SOURCE DOCUMENT: Begin

Post treatment assay: Influenza viruses (1 × 106 PFU) were inoculated onto near confluent MDCK cell monolayers (1 × 105 cells/well) for 1 h with occasional rocking. The media was removed and replaced by DMEM containing 1.4% BSA, antibiotics, 2 μg/mL trypsin and dandelion extracts (2.5 mg/ml), or oseltamivir (0.1 mg/ml), or suxiaoganmaojiaonang(4.375 mg/ml). The cultures were incubated at 37°C under 5% CO2 atm.
After 6, 12, 24, 36 and 48 h incubation in all antiviral assays, the supernatant was analyzed for the production of progeny virus using the hemagglutinin test and was compared with the untreated control cells. Cell proliferation and metabolism were analyzed by the CCK8-assay at 48 h post-treatment. Virus yields from the mock-treated cells were normalized to 100%.

SOURCE DOCUMENT: End
ENTRIES PROVIDED: Begin

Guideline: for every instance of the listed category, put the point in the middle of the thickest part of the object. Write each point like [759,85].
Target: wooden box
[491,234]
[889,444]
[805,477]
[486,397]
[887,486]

ENTRIES PROVIDED: End

REQUIRED TASKS:
(1) In the influenza assay methods text, what trypsin concentration did the replacement DMEM contain?
(2) For each statement, say whether the influenza assay methods text supports it. Answer yes or no, and quote the deciding words.
(a) The virus inoculum stayed on the MDCK monolayers for 1 h with occasional rocking.
(b) The CCK8 assay was performed at 24 h post-treatment.
(c) Virus yields from the mock-treated cells were normalized to 100%.
(3) Write the next part of the influenza assay methods text, starting after its final sentence.

RESPONSES FOR EACH TASK:
(1) 2 μg/mL

(2)
(a) Yes: "for 1 h with occasional rocking"
(b) No: "by the CCK8-assay at 48 h post-treatment"
(c) Yes: "Virus yields from the mock-treated cells were normalized to 100%."

(3)
Real-time reverse transcription-PCR analysis
MDCK cells were grown to about 90% confluence infected with influenza virus (1 × 106 PFU). Medium was removed after 1 h, and cultured in the presence of dandelion extracts (2.5 mg/ml) 13 h. The inoculum was aspirated after 13 h. Cells were scraped off, washed twice with PBS, and collected by centrifugation (500 g for 5 min). Total RNA was prepared using the RNApure total RNA fast isolation kit (Shanghai Generay Biotech Co., Ltd). The primer sequence used for quantitative real-time PCR of viral RNA were 5' -TGTGTATGGACCTGCCGTAGC - 3' (sense) and 5' - CCATCCACACCAGTTGACTCTTG - 3' (antisense). The Canis familiaris beta-actin was used as internal control of cellular RNAs, with primer sequences of 5' -CGTGCGTGACATCAAGGAAGAAG - 3' (sense) and reverse: 5' -GGAACCGCTCGTTGCCAATG - 3' (antisense). The primer sequences used in real-time PCR were designed using Beacon Designer 7 software.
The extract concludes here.